*Do this*. Repeat the data below word for word, from the line with "Bet you ten bucks you can't pinpoint the white" to the line with "110, 450, 123]]", both included, and nothing else.

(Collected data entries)

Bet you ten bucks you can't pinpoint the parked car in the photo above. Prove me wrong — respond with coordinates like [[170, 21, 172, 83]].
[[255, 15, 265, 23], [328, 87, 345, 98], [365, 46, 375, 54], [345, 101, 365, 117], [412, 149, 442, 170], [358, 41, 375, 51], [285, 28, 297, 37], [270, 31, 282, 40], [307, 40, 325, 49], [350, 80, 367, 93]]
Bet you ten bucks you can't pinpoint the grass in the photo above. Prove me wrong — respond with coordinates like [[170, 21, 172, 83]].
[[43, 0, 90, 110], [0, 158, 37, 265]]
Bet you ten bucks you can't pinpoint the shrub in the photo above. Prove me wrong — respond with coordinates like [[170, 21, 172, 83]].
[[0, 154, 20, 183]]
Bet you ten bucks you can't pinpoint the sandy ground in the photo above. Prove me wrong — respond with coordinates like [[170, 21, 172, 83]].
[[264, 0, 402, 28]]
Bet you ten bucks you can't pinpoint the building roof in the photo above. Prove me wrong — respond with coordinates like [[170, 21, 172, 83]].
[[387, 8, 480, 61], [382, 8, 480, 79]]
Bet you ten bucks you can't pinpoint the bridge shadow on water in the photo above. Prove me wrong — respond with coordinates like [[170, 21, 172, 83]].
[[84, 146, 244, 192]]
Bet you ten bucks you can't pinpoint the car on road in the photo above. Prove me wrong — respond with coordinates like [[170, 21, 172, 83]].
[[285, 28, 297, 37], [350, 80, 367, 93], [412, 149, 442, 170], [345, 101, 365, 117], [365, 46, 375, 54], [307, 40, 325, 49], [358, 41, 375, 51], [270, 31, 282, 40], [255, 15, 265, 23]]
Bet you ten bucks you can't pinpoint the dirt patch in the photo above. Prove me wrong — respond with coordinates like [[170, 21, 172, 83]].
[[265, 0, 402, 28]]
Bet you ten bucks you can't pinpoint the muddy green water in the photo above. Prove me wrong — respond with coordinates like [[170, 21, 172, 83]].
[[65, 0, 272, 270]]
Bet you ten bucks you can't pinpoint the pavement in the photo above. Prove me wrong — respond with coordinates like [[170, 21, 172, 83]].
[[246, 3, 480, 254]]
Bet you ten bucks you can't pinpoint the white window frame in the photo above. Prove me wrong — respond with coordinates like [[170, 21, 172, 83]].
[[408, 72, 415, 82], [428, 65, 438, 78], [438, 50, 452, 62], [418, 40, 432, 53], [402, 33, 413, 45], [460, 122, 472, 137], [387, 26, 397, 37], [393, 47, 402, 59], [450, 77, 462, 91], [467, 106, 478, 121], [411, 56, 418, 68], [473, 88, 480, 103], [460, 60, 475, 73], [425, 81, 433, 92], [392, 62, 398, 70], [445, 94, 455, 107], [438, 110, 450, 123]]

...

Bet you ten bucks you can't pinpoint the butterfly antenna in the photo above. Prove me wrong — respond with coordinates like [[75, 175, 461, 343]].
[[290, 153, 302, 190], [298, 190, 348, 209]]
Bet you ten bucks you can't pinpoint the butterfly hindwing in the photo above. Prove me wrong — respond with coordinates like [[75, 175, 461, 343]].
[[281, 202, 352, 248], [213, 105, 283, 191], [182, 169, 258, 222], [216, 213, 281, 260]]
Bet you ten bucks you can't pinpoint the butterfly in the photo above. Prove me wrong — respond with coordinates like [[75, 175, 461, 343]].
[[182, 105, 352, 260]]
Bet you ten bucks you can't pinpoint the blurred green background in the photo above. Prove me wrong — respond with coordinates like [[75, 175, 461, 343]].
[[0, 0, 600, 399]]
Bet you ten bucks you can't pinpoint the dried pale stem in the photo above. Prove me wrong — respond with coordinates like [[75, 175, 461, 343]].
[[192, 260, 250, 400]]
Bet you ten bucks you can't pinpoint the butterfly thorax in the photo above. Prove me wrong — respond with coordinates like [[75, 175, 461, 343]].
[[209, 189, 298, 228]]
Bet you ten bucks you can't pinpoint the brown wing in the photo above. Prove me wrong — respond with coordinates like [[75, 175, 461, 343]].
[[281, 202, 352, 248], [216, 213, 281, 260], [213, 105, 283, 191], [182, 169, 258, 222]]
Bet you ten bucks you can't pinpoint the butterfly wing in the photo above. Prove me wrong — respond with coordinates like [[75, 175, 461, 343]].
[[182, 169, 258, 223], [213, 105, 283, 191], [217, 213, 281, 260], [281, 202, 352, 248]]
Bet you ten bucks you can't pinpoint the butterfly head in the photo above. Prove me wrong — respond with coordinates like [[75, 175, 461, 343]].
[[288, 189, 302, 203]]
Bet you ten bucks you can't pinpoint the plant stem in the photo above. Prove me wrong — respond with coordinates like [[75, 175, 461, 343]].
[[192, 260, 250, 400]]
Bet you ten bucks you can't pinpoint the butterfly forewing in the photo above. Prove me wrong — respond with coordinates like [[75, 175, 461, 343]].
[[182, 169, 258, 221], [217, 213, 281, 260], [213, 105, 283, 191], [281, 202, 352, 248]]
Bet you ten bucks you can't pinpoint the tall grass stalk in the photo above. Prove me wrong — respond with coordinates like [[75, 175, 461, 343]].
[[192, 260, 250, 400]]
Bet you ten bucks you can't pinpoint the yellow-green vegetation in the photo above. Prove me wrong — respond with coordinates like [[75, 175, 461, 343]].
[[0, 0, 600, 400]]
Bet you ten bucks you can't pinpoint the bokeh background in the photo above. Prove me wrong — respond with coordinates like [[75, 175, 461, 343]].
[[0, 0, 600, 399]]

*Exercise solution*.
Bet you ten bucks you can't pinpoint the white window frame in the photo above. Prove me wrong — respond with coordinates like [[170, 21, 172, 83]].
[[408, 72, 415, 82], [428, 65, 438, 78], [438, 50, 452, 62], [418, 40, 432, 53], [402, 33, 413, 45], [460, 122, 472, 137], [387, 26, 397, 37], [393, 47, 402, 59], [450, 77, 462, 91], [467, 106, 478, 121], [411, 56, 418, 68], [473, 88, 480, 103], [460, 60, 475, 73], [425, 81, 433, 92], [392, 62, 398, 70], [445, 94, 455, 107], [438, 110, 450, 123]]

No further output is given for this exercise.